AIM OF THE TASK:
For this exercise, write each entry below out precisely and omit the pictures.

(Excerpts from a dataset)
========================
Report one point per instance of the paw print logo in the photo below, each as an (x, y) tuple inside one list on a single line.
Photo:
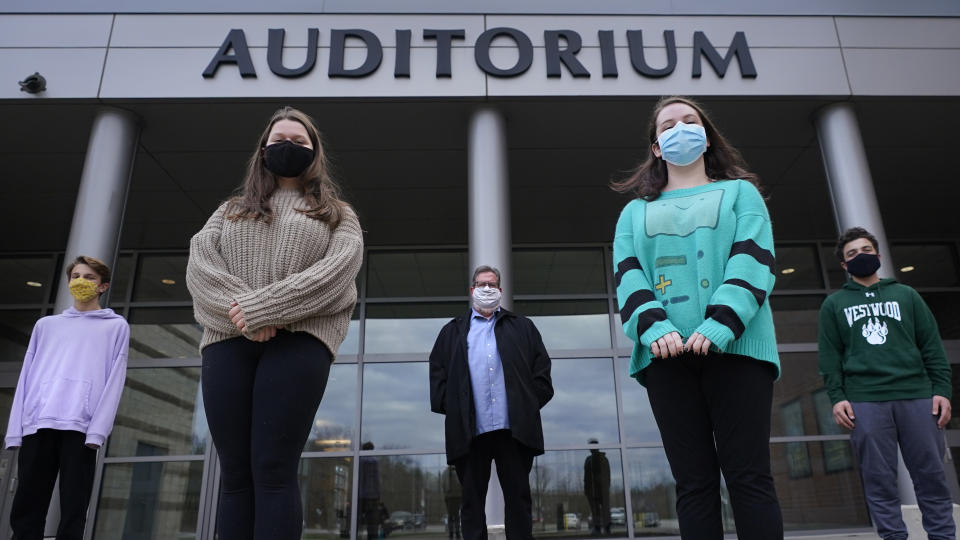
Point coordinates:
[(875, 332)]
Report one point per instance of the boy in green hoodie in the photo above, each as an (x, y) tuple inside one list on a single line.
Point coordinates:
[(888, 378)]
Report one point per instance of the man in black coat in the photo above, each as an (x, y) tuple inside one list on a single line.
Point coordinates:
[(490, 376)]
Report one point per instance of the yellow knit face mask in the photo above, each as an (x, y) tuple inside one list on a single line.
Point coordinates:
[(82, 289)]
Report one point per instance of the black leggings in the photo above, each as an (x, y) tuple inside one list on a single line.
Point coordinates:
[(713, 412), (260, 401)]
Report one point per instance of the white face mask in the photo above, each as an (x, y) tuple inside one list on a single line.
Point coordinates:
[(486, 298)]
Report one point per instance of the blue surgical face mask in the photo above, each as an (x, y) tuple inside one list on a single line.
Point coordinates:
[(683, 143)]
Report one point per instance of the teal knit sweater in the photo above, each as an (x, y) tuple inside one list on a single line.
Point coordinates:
========================
YOUR SOLUTION:
Report one point per instance of the paw print logo in the photo below, each as an (x, y) tuple inside one list on a single line.
Photo:
Point coordinates:
[(875, 332)]
Report one point per instance of the boy in green hoodie in the photo above, each as an (x, y) tuple inside one list on a single line.
Point coordinates:
[(888, 378)]
Report one point per instance of the man in black coat in the photo above, each as an (x, y) tuple inside one list on a single line.
Point coordinates:
[(490, 376)]
Report one point per instance of the yellow knit face mask in the photo above, each as an (x, y) tuple inside one list on a single line.
Point coordinates:
[(82, 289)]
Report one point per instance of the black leggings in the photo above, each as an (x, y) tuple inside one list on a single line.
Point coordinates:
[(713, 412), (260, 401)]
Report one point per instance of the white face mask in the photo above, each as an (x, y) tuple inside one list on a single line.
Point coordinates:
[(486, 298)]
Report one point per instance of the blue surgical face mask in the photo above, each as an (x, y) tuple inside one list on a single line.
Point coordinates:
[(683, 143)]
Report one point per instance of the teal knit sweater in the photo above, each as an (x, y) tuple inside one list on a single line.
Point coordinates:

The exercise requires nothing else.